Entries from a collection
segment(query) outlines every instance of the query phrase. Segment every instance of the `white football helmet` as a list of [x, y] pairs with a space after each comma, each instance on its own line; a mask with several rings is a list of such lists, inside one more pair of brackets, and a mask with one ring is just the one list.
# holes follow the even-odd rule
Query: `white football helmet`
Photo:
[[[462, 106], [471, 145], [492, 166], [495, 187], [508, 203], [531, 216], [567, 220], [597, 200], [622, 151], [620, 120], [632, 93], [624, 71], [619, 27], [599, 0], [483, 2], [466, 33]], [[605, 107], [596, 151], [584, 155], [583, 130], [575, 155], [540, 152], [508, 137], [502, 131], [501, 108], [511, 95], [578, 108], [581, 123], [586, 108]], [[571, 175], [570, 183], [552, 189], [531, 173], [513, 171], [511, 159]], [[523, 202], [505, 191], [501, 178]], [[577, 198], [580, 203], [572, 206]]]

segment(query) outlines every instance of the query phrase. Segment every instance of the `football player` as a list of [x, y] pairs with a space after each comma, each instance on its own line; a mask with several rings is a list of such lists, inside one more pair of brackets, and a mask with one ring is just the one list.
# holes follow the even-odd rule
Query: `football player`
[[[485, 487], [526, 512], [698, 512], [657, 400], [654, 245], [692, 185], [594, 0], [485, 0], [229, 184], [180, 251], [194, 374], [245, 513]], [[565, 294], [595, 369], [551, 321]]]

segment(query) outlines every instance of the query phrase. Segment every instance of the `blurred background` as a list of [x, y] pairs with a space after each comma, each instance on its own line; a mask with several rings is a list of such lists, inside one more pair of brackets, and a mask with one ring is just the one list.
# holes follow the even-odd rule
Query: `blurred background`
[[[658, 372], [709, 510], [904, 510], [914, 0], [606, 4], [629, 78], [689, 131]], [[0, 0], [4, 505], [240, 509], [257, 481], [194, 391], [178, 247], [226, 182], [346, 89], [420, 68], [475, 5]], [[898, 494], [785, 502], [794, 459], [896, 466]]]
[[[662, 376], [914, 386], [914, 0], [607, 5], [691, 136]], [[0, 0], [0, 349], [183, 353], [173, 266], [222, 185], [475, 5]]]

What is required —
Output the data exactly as it appears, starting at the very beginning and ending with the line that contains "369], [551, 321]]]".

Correct response —
segment(query) outlines every instance of the query phrase. Segment every instance of the `white football helmet` as a list of [x, y] pairs with a space after each comma, each instance on its own line; a mask with several rings is a list of such lists, inside one more pair of brackets, and a mask with one ring is just the one list.
# holes follow the even-odd rule
Query: `white football helmet`
Photo:
[[[462, 106], [471, 145], [492, 166], [495, 187], [508, 203], [531, 216], [567, 220], [597, 200], [622, 151], [620, 120], [632, 93], [624, 71], [619, 27], [599, 0], [483, 2], [466, 33]], [[605, 107], [596, 151], [584, 155], [583, 130], [575, 155], [540, 152], [508, 137], [502, 131], [501, 108], [511, 95], [578, 108], [581, 123], [586, 108]], [[571, 175], [570, 183], [552, 189], [531, 173], [513, 171], [511, 159]], [[523, 202], [505, 191], [501, 178]], [[577, 198], [580, 203], [572, 206]]]

segment(query) outlines every instance of the query phrase. Segment every instance of the `football player` as a list of [x, y] pairs with a space after each comma, each instance on its own line; a mask with several rings is a list of such lists, inside one more pair of brackets, and a mask with one ring is just the one list.
# holes follow the even-odd rule
Query: `football player`
[[[485, 487], [526, 512], [698, 512], [657, 400], [654, 245], [692, 185], [594, 0], [485, 0], [229, 184], [180, 251], [194, 374], [245, 513]], [[565, 294], [595, 369], [551, 321]]]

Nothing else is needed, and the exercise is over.